Your task :: Carry on the text about lifting cloud deployments into Infrastructure-as-Code, picking up after its last sentence.

Exercise text ::
* * * * *

Author: ChunYuan Hsu
University of Michigan
Ann Arbor, MI, USA
[email protected]

I. LIFTING

Our work focuses on Infrastructure-as-Code (IaC) lifting, a process that converts existing cloud deployments (brownfield infrastructure) into declarative IaC programs such as Terraform. While IaC tools are well designed for forward deployment, lifting is inherently challenging due to the semantic gap between low-level cloud states and high-level IaC abstractions.

In this project, we study practical IaC lifting by mapping cloud-provider-specific JSON representations to Terraform resource blocks, attributes, and dependencies, with a primary emphasis on Azure infrastructure. We systematically analyze lifting challenges including non-1:1 resource mappings, nested resources, missing or redundant JSON fields, implicit dependencies, and attribute normalization.

* * * * *

Data supplied ::

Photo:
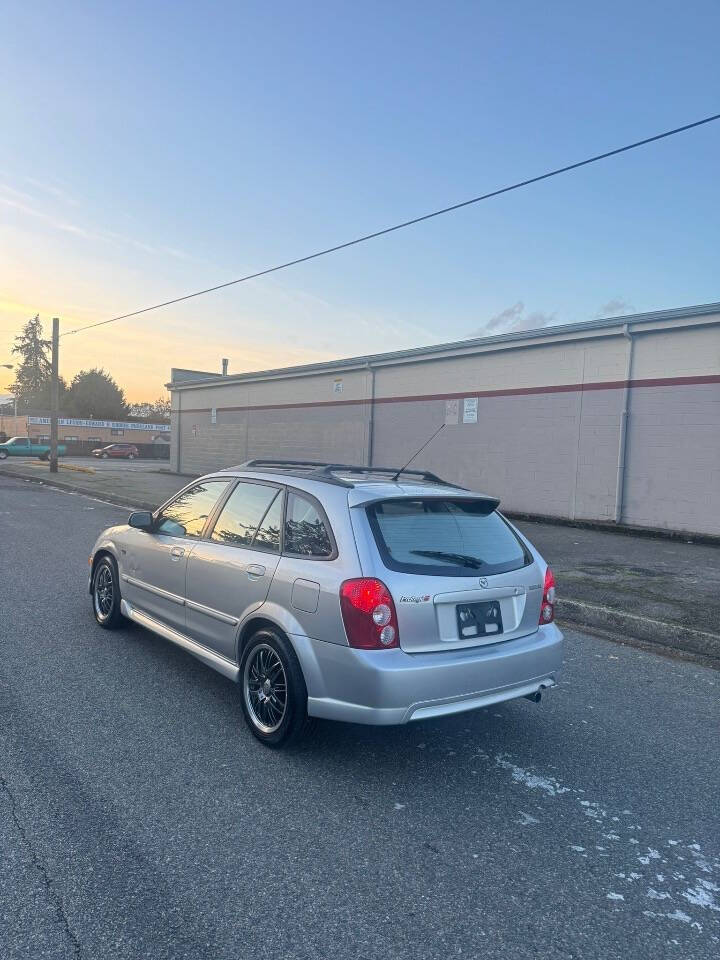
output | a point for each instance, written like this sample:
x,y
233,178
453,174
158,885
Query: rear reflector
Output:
x,y
547,609
368,613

* * * * *

Answer space ::
Using extensive real-world examples—such as virtual machines, DNS, CDN, Kubernetes, and AI services—we categorize lifting scenarios into distinct structural cases. Both cloud states and Terraform configurations are modeled as graphs, where nodes represent resources and edges represent dependencies or references. Based on these graph representations, we derive mapping rules that translate cloud nodes and edges into Terraform resource blocks and inter-resource references.

Our lifting workflow incrementally improves output quality through multiple stages, including brute-force generation, documentation-guided refinement, forward learning of mapping rules from deployments, and program-level refactoring. Validation is performed using Terraform-native commands such as init, validate, and plan. Overall, this work emphasizes engineering feasibility, detailed case analysis, and rule extraction grounded in observed cloud behavior.

II. LILAC

Lilac is an existing research project that also targets the IaC lifting problem, aiming to build an automated, cloud-agnostic, and correctness-aware lifting system. Unlike ad-hoc or rule-based tools, Lilac seeks to generalize lifting across cloud providers by learning reusable lifting rules from forward IaC deployments.

The core idea behind Lilac is to observe how IaC programs are translated into cloud states during deployment, and then infer the reverse mapping. Lilac incrementally deploys IaC programs, queries cloud provider APIs, and compares the resulting cloud states with the original IaC configurations.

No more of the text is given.